● What you should do:
Your answer is a copy of every line in the records where "space" appears.

● Extracted records:
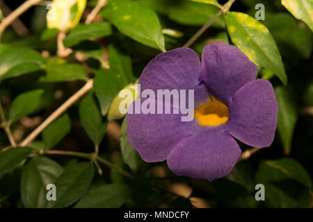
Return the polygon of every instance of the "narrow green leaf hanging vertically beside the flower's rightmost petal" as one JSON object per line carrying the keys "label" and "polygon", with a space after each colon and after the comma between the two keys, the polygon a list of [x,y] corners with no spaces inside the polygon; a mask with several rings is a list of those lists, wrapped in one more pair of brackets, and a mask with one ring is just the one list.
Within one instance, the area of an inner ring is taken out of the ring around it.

--

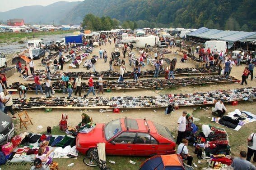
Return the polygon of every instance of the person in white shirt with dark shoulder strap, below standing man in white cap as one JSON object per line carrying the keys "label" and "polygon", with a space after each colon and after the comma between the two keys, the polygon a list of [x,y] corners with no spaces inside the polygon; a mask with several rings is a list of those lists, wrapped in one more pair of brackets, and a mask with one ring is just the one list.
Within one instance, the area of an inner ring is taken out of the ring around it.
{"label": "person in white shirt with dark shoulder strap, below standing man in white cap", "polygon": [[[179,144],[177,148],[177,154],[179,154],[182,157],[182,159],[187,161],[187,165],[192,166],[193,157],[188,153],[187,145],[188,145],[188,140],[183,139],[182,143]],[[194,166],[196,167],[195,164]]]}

--

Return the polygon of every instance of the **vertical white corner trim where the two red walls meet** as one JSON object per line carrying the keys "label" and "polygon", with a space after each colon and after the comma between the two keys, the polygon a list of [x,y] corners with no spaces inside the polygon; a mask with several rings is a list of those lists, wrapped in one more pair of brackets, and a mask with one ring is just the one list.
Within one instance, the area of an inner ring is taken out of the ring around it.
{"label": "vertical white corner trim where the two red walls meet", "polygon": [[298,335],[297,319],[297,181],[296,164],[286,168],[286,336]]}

● Output for this task:
Return the polygon of every instance of the "narrow green leaf hanging vertically beside the flower's rightmost petal" as one JSON object per line carrying the keys "label" and "polygon", with a space after each colon and after the comma between the two keys, the polygon a list of [x,y] corners with no spaces inside the polygon; a mask with several rings is a list of those lists, wrapped in one more pair of brackets, and a mask with one ring is just the one list.
Return the polygon of every instance of the person in white shirt with dark shoulder strap, below standing man in white cap as one JSON object per line carrying the keys "label" and "polygon", with a space after each colon and after the comma between the two keys, the polygon a list of [x,y] corners with no spaces inside the polygon; a mask with several rings is a list of those lists, wrapped in one more pair of brackets, and a mask with one ring is just the one list.
Return the polygon of every instance of the **vertical white corner trim where the two red walls meet** as one JSON object per line carrying the keys "label" and "polygon", with a space after each colon and after the comma between the two keys, the polygon a list of [x,y] corners with no spaces inside the polygon; a mask with several rings is a list of those lists, wrapped in one more pair of brackets, and a mask with one ring is just the one list.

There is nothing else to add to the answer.